SELECTED EXTRACT ▸
That’s not hyperbole, according to the scientist. “Because an AESA or phased array is steered electronically, the antenna beam can be adjusted in direction several thousand times per second and is not limited in angle rate, thus allowing an AESA-equipped missile to maintain lock.”
Considering the huge advantage an active-array missile has over older munitions, it’s perhaps surprising that Russia is the only country developing one. Amid budget reductions, the U.S. and Europe have essentially stopped investing in new seekers for air-to-air missiles. Almost all of America’s aerospace capital is being poured into fixing problems with the F-35 as well as developing a new stealth bomber.
But Russia typically exports its missile technology to China—and the K-77M should be no exception. “We should not be surprised to see the AESA seeker sold to China for use in Chinese-built PL-12 [missile] in 2015 or 2016,” the scientist warns.
To survive a dogfight with a foe armed with K-77Ms, an American plane needs to be stealthier or employ better radar jamming, the scientist advises. Considering the F-35's many design compromises, U.S. stealth technology probably reached its pinnacle with the F-22, which ended its production run two years ago.
And as for jamming … the Pentagon for years has struggled to develop new electronic countermeasures, with the Air Force in particular having all but abandoned electronic warfare in favor of spending more money on stealth.

DATASET RECORDS ▸
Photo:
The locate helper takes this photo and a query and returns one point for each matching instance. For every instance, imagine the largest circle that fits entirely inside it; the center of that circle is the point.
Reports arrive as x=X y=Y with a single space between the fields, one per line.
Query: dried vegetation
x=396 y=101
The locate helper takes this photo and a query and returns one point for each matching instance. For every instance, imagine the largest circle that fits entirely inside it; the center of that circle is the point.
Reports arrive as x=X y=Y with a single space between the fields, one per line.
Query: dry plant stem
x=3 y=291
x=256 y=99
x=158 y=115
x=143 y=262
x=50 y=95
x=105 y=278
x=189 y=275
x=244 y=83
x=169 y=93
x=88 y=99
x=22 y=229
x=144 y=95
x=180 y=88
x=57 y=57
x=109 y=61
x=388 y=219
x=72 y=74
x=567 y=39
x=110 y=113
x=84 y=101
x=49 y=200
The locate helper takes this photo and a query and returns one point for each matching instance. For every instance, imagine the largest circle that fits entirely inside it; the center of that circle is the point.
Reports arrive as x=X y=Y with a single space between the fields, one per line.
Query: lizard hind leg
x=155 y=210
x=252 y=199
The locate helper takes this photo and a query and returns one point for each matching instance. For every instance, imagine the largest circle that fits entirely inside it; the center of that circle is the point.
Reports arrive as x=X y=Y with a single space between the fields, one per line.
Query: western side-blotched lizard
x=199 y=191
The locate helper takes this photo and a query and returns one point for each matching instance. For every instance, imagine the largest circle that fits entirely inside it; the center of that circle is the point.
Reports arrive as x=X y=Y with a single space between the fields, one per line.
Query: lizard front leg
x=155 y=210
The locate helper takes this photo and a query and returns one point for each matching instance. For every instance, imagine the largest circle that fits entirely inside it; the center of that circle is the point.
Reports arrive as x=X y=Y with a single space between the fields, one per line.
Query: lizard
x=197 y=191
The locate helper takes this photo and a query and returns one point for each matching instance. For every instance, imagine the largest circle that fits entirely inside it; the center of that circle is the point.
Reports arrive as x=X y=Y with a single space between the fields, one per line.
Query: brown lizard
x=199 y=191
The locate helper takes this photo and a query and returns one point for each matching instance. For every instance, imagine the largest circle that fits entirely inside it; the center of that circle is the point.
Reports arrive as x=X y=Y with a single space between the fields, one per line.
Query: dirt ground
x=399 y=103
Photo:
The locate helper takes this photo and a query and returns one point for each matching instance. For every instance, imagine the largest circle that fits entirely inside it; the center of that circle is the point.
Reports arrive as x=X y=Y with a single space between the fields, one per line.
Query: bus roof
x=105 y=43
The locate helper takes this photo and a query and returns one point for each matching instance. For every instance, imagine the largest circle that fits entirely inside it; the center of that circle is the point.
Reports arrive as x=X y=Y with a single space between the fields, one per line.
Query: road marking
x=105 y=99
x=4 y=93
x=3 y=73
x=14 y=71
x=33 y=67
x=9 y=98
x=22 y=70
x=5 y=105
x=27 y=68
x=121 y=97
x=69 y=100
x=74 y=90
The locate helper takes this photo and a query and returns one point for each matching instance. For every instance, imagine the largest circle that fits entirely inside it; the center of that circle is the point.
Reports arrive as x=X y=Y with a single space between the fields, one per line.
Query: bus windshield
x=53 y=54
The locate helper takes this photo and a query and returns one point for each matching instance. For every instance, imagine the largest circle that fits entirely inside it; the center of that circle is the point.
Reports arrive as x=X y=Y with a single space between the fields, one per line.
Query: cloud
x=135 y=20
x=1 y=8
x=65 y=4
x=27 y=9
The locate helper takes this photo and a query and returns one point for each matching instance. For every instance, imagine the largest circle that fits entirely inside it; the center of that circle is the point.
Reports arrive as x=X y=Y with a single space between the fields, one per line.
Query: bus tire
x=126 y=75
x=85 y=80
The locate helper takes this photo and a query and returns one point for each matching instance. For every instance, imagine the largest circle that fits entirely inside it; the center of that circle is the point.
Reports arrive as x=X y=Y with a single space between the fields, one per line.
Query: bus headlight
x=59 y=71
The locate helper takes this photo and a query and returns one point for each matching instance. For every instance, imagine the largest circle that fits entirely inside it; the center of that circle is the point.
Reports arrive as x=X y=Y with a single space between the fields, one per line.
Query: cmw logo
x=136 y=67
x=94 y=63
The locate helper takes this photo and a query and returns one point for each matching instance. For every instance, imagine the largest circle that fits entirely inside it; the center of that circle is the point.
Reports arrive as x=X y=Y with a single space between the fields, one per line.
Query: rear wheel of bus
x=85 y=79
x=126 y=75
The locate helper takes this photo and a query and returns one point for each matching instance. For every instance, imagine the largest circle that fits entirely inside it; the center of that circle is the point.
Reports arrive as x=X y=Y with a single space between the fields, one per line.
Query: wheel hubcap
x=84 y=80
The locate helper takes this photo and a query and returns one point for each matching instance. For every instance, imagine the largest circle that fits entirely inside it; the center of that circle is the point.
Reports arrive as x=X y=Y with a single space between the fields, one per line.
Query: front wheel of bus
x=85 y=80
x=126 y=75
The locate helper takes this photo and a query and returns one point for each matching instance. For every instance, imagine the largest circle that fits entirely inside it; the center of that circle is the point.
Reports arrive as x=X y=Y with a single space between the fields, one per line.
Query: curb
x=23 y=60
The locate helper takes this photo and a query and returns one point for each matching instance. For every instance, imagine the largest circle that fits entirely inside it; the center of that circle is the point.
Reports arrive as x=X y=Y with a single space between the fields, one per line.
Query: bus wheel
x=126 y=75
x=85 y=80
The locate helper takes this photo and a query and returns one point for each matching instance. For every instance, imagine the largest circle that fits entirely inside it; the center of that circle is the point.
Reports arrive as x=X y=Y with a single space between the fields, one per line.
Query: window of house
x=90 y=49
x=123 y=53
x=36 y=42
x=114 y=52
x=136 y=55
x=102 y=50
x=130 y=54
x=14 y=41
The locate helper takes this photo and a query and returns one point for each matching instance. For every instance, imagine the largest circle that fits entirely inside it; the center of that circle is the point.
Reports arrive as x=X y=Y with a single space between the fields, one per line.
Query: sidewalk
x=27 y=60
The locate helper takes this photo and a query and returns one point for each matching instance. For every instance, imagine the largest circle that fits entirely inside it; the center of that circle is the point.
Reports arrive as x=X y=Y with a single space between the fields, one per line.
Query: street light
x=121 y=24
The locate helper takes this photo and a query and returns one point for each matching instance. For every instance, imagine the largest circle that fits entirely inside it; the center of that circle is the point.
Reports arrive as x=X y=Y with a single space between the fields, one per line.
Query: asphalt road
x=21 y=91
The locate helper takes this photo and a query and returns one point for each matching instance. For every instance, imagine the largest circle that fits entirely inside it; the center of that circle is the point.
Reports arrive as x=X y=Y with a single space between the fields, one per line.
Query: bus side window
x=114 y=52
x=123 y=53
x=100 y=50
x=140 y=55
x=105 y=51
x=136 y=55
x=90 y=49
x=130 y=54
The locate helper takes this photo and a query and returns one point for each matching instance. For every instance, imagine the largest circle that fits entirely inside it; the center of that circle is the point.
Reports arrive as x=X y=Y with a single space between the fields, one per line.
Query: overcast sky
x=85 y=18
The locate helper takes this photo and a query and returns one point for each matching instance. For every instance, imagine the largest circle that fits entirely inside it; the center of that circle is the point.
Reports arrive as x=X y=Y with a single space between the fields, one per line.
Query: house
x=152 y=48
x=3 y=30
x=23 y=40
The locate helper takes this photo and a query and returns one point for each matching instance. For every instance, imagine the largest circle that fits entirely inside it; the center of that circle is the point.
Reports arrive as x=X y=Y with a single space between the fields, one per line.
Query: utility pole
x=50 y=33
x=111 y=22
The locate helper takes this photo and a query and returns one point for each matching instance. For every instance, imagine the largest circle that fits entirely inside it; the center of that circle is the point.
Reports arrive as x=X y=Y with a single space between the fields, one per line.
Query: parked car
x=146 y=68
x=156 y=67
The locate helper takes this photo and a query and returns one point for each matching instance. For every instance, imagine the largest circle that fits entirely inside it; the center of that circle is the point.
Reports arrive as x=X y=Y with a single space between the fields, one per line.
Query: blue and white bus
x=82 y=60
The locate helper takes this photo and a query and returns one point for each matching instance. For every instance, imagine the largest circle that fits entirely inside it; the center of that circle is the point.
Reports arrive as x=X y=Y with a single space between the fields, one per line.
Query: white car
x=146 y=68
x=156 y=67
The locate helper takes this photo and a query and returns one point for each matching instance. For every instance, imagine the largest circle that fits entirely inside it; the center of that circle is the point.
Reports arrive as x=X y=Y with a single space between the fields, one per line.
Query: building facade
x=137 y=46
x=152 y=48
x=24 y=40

INSTRUCTION 1 ▸
Reproduce the passage on the K-77M missile starting with "To survive a" and going on through "two years ago.", replacing "dogfight" with "aerial duel".
INSTRUCTION 2 ▸
According to the passage on the K-77M missile, which aircraft probably marked the pinnacle of U.S. stealth technology?

ANSWER 1 ▸
To survive a aerial duel with a foe armed with K-77Ms, an American plane needs to be stealthier or employ better radar jamming, the scientist advises. Considering the F-35's many design compromises, U.S. stealth technology probably reached its pinnacle with the F-22, which ended its production run two years ago.

ANSWER 2 ▸
The F-22.